Fricken government control is complete bullshytte here, you know you cannot even get an IV needle from a vet anymore ,they are supposed to come out and do the IV for you. :bang:

Yes did not think about that, been a long time since I was at a doctor
 
Vets have been pushing for this down here for years. Just another way to force you to use him AND double the price of the medication.
 
TexasBred":2iyjglra said:
Vets have been pushing for this down here for years. Just another way to force you to use him AND double the price of the medication.


The good lrg animal vets here do not want this TB . They are busy enough as it is and not enough of them . They want us to do as much as we can and learn from them when possible so we can take care of the little stuff and use them for the bigger stuff.
Small animal vets and crappy LA vets, well that is a whole other story :mad:
 
Problem is the use/overuse/abuse of non-therapeutic antibiotics by some- is going to make it tough for everyone else to get Ag antibiotics when they are really needed...

• **DATA SHOWN**:

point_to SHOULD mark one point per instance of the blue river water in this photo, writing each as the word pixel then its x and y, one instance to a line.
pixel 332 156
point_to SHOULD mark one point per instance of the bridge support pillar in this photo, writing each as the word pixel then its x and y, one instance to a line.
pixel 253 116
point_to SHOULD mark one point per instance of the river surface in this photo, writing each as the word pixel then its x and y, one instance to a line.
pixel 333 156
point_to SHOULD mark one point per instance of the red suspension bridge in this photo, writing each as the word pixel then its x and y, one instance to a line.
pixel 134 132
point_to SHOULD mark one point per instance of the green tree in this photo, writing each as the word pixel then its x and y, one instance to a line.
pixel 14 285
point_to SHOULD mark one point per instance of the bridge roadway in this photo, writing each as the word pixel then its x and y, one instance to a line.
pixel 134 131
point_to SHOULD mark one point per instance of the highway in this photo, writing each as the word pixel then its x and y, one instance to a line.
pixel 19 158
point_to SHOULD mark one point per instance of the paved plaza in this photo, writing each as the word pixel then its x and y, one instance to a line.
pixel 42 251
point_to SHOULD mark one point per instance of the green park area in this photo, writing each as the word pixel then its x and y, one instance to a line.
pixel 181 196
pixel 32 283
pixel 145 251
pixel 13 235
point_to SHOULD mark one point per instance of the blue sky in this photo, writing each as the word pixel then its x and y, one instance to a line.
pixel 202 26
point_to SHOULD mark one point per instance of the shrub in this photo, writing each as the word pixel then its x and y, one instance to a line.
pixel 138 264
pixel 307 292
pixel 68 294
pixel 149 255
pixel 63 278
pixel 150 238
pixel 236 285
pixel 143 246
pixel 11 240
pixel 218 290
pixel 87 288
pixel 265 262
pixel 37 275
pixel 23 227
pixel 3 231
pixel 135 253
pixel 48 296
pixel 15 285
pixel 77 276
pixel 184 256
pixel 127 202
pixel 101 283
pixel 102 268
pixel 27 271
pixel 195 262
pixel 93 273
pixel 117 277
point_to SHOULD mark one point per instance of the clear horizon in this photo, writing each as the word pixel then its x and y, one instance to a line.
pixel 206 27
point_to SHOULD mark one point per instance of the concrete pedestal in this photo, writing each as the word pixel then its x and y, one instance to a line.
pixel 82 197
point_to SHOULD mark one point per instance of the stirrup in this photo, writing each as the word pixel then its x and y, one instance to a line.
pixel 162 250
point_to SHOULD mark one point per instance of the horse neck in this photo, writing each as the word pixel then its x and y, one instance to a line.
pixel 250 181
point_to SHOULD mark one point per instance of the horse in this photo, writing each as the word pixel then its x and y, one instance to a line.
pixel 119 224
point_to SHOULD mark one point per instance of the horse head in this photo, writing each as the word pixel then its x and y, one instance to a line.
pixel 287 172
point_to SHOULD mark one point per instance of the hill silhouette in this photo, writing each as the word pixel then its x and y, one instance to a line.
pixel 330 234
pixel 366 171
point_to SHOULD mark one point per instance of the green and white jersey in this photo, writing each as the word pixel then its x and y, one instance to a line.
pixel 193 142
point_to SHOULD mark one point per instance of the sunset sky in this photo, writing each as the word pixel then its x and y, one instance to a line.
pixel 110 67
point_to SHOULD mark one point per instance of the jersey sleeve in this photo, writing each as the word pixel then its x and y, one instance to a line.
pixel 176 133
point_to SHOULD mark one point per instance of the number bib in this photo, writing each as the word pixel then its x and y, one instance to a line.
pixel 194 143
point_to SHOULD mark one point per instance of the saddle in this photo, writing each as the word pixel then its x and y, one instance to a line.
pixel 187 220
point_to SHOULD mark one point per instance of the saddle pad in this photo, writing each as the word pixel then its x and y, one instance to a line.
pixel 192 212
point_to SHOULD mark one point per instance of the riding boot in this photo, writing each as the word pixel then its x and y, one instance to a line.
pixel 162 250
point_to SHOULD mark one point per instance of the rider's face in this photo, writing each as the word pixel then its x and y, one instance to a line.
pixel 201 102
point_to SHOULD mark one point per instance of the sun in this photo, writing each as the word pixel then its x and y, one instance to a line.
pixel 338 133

• **WHAT IS EXPECTED**: Print the forum thread about veterinarians and livestock medication word for word, from its first line to its last. None of the material is used here.

• **COMPLETED TASK**:
Fricken government control is complete bullshytte here, you know you cannot even get an IV needle from a vet anymore ,they are supposed to come out and do the IV for you. :bang:

Yes did not think about that, been a long time since I was at a doctor
 
Vets have been pushing for this down here for years. Just another way to force you to use him AND double the price of the medication.
 
TexasBred":2iyjglra said:
Vets have been pushing for this down here for years. Just another way to force you to use him AND double the price of the medication.


The good lrg animal vets here do not want this TB . They are busy enough as it is and not enough of them . They want us to do as much as we can and learn from them when possible so we can take care of the little stuff and use them for the bigger stuff.
Small animal vets and crappy LA vets, well that is a whole other story :mad:
 
Problem is the use/overuse/abuse of non-therapeutic antibiotics by some- is going to make it tough for everyone else to get Ag antibiotics when they are really needed...